**JOB:** Count the lines in the material below that contain the word "forehead" and give only that number.
******
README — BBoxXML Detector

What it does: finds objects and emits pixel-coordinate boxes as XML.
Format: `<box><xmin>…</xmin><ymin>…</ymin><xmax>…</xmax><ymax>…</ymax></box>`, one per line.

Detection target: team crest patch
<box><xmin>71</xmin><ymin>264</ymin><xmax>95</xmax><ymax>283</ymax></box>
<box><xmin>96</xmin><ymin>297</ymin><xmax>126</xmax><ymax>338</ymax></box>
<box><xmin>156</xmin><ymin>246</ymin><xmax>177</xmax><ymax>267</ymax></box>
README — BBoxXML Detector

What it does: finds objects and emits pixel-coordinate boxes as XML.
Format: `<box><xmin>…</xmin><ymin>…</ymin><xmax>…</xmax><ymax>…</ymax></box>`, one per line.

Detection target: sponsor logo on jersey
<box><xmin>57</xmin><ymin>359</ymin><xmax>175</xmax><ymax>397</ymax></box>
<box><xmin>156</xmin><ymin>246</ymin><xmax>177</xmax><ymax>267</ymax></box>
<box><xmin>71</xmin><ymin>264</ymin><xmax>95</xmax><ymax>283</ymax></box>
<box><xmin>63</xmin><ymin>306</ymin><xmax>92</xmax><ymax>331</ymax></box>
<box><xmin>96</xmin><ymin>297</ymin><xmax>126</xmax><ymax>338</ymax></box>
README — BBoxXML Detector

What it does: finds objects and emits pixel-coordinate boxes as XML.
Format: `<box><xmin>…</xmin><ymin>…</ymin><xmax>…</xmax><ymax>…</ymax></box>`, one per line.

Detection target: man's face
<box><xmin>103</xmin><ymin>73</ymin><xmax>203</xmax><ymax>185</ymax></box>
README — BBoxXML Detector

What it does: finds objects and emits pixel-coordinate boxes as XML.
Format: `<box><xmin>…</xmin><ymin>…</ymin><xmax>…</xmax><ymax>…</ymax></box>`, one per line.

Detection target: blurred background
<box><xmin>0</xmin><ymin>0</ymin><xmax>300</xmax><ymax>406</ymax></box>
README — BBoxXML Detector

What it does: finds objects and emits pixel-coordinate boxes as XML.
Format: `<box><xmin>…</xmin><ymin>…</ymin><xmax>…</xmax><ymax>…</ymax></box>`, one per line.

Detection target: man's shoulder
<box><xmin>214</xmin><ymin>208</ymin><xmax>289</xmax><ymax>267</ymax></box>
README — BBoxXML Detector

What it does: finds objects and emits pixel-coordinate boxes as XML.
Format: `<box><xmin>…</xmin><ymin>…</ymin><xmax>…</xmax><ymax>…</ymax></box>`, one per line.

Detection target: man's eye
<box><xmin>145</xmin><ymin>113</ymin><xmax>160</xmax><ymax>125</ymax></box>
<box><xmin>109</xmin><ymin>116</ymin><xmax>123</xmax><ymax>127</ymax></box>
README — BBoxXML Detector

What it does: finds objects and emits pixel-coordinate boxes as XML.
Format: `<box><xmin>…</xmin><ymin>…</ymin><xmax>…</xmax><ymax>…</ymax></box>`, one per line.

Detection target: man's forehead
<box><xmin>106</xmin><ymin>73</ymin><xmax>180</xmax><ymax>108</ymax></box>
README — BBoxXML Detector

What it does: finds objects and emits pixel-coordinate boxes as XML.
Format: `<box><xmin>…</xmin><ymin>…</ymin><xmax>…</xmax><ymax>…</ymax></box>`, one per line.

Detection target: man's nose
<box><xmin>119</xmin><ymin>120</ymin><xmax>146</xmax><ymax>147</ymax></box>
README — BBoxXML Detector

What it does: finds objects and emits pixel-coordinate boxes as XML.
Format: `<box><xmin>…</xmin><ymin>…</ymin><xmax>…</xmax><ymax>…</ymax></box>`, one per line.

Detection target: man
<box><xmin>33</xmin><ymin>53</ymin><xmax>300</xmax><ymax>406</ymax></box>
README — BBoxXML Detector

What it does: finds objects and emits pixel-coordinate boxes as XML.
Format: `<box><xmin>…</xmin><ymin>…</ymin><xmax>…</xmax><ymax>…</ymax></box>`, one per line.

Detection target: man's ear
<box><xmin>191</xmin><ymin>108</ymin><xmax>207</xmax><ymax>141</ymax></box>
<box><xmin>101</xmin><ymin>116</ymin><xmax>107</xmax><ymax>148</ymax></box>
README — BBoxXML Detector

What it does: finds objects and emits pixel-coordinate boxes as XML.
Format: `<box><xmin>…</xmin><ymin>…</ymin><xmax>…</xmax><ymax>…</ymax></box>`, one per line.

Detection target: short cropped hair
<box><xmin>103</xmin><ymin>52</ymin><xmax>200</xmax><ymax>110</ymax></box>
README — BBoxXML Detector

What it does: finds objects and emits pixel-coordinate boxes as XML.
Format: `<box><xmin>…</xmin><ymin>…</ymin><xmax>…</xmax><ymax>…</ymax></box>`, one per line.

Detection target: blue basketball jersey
******
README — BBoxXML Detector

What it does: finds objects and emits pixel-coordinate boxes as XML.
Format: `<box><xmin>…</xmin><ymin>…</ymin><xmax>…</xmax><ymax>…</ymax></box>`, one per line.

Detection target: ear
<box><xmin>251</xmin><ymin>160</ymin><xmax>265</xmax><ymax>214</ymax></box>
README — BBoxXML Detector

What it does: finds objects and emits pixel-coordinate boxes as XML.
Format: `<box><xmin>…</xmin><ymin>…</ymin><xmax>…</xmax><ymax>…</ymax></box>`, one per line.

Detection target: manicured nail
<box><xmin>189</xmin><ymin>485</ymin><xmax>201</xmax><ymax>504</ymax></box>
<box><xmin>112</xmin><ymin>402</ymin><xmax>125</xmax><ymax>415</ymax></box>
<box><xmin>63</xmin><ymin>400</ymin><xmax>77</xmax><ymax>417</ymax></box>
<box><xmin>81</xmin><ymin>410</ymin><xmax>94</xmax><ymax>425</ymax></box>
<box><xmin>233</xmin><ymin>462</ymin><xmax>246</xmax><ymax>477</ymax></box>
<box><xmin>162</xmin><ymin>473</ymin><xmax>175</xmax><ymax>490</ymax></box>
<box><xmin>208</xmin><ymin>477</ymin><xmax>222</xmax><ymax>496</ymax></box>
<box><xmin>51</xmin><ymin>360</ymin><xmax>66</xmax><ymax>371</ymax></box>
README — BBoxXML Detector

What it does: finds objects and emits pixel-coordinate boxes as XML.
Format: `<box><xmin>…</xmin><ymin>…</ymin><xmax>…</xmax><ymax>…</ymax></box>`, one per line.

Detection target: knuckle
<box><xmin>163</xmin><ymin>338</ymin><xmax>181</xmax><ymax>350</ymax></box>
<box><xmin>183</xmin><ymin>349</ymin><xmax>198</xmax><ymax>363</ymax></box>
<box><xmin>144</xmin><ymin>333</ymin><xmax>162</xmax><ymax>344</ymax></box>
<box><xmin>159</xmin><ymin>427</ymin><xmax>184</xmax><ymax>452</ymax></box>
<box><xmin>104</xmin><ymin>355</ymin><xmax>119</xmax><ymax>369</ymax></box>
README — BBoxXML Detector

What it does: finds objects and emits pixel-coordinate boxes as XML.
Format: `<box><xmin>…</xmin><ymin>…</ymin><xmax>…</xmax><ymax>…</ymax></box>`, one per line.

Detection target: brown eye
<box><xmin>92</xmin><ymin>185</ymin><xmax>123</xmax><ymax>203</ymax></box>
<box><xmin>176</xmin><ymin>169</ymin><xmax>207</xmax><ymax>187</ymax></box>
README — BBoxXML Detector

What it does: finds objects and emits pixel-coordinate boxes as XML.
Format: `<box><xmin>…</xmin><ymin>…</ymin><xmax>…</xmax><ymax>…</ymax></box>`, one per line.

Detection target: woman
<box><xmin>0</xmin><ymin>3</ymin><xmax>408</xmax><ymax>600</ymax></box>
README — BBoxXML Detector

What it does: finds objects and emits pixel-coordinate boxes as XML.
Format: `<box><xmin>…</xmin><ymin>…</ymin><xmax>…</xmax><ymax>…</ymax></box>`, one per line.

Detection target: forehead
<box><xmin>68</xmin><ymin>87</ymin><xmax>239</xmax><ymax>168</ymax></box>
******
**COMPLETE RESPONSE:** 2